EXERCISE REQUIREMENTS ::
How many lines in the records below contain the word "concrete"? Reply with the number alone.

◇ ◇ ◇

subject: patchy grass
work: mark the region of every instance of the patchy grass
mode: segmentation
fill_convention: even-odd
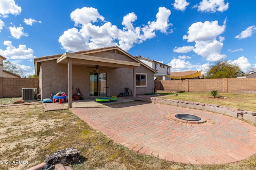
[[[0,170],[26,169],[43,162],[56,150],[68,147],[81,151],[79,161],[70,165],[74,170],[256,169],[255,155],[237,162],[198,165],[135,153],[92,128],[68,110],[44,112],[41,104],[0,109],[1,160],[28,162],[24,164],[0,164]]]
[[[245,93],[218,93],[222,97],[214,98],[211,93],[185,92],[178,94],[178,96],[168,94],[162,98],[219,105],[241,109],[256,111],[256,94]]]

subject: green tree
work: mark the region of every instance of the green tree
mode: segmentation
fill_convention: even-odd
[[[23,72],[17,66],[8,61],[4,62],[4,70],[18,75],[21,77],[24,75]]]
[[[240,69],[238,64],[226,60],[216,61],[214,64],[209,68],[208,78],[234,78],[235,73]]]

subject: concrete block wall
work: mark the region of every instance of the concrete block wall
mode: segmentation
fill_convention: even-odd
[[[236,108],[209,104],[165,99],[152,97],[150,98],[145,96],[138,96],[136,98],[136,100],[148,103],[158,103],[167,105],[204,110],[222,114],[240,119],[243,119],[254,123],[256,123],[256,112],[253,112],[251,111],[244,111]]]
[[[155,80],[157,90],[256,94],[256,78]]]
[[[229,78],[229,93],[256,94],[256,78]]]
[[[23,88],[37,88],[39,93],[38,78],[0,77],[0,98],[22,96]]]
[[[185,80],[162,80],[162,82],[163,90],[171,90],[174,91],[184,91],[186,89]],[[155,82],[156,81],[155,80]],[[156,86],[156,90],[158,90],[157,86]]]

◇ ◇ ◇

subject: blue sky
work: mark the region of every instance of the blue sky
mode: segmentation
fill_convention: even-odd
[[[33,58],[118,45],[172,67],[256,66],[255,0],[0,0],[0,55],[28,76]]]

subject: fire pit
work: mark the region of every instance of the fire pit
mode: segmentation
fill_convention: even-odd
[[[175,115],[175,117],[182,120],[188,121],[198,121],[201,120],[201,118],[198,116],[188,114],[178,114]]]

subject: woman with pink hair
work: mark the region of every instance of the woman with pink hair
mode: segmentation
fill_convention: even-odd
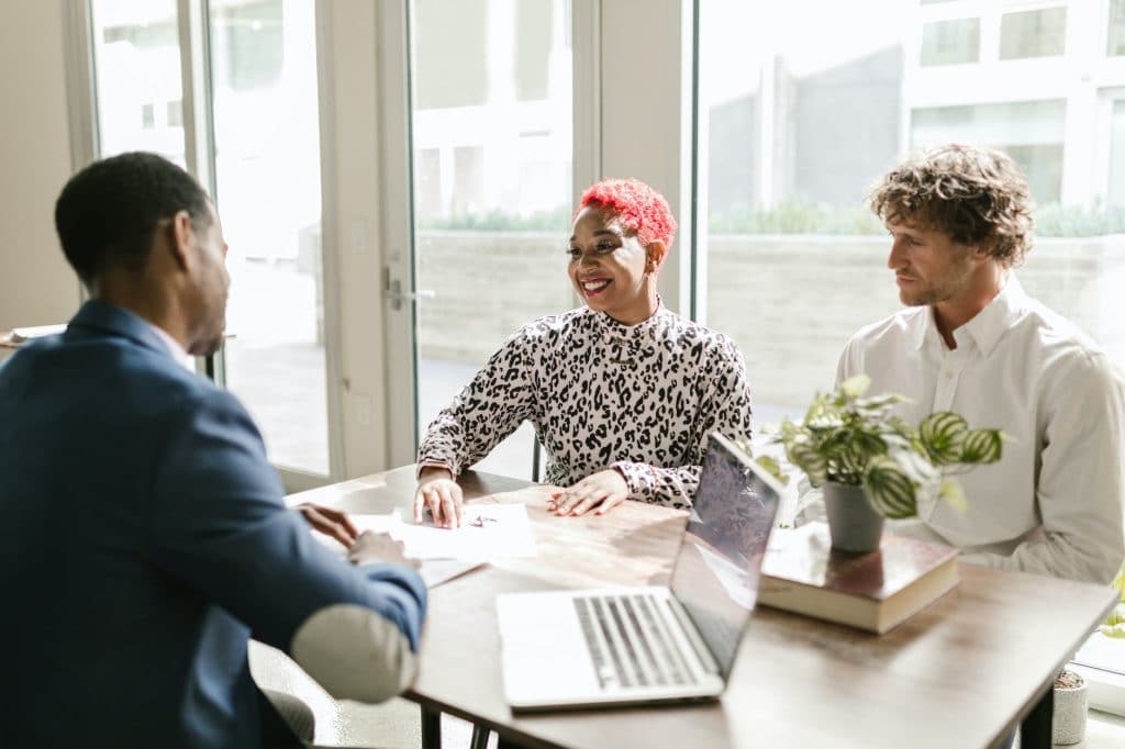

◇ ◇ ◇

TASK SOLUTION ::
2